Count the lines in the material that contain the string "shoe", treating uppercase and lowercase as different. Reply with only the number.

(Source records)
## Begin
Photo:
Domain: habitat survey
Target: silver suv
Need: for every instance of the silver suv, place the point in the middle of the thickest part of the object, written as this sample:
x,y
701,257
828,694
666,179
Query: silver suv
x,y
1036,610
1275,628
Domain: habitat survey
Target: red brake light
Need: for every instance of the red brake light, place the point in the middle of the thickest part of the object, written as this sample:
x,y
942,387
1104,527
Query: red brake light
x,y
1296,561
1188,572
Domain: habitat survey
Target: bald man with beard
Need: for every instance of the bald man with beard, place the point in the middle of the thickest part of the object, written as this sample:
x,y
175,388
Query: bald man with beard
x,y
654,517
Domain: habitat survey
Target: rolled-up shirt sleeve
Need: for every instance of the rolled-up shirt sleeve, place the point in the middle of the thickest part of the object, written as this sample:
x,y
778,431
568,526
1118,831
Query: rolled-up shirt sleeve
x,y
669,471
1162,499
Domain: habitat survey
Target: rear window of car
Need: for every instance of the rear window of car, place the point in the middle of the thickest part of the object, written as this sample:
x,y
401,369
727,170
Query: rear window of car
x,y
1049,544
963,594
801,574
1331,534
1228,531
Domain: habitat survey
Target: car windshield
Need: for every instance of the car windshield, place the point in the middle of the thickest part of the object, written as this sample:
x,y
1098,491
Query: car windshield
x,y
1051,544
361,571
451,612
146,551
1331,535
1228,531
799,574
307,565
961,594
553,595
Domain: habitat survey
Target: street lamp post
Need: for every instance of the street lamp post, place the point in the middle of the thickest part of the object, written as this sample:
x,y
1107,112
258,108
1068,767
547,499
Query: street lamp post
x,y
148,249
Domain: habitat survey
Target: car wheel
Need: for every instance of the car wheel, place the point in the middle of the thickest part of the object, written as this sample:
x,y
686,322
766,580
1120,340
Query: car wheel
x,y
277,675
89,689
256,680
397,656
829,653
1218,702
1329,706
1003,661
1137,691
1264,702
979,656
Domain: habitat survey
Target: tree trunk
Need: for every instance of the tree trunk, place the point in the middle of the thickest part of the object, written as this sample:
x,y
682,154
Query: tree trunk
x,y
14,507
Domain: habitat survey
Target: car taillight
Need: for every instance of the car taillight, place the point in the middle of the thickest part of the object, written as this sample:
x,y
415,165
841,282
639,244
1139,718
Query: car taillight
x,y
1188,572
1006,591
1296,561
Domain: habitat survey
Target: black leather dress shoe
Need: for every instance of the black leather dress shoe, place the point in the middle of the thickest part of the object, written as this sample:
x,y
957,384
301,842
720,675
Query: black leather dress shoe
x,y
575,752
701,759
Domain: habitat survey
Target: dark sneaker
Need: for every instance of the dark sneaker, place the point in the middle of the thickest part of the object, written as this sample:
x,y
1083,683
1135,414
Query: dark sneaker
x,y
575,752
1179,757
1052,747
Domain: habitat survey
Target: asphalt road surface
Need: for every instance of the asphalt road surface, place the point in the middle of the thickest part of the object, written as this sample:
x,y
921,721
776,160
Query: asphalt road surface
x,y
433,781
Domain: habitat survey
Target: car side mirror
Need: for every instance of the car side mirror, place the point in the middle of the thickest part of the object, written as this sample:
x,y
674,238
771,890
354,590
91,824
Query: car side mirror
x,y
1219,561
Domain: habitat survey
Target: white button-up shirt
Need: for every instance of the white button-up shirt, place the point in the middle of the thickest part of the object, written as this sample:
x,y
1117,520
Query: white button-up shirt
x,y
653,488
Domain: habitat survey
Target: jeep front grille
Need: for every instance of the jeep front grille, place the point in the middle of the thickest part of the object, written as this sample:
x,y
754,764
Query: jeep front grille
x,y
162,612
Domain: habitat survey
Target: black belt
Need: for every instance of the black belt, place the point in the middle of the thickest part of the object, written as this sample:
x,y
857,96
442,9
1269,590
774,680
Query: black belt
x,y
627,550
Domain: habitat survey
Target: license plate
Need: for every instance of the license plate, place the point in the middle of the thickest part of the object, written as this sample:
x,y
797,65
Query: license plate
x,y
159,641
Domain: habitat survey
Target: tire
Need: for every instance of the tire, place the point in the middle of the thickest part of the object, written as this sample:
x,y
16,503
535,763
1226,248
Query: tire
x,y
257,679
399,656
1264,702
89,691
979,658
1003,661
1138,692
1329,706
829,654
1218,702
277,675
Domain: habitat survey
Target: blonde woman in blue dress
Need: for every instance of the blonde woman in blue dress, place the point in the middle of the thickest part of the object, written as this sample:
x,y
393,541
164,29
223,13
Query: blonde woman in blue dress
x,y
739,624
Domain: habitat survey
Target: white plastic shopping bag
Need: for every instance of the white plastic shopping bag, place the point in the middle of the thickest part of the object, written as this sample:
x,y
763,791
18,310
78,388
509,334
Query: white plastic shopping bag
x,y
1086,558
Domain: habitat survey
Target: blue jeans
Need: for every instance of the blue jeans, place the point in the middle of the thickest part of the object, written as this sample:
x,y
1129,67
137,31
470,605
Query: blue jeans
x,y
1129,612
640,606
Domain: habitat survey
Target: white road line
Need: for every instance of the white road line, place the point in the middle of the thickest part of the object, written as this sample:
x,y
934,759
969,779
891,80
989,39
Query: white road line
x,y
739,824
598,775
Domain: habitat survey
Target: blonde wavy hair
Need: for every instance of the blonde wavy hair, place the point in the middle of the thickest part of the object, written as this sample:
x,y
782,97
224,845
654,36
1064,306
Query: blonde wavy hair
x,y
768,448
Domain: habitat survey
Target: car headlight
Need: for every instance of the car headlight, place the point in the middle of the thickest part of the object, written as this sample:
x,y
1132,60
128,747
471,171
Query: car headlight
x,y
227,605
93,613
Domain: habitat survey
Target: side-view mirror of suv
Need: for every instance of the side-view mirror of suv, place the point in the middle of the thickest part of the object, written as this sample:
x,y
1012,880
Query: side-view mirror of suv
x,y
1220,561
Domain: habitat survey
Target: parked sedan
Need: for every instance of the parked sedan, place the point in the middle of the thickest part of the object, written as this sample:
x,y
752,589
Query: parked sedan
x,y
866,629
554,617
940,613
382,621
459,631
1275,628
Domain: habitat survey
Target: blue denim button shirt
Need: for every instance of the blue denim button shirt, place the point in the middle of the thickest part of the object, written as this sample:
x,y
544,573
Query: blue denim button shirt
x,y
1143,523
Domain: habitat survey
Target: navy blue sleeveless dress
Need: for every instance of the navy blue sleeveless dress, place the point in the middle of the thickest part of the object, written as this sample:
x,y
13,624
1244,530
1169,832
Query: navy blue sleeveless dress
## End
TASK ANSWER:
3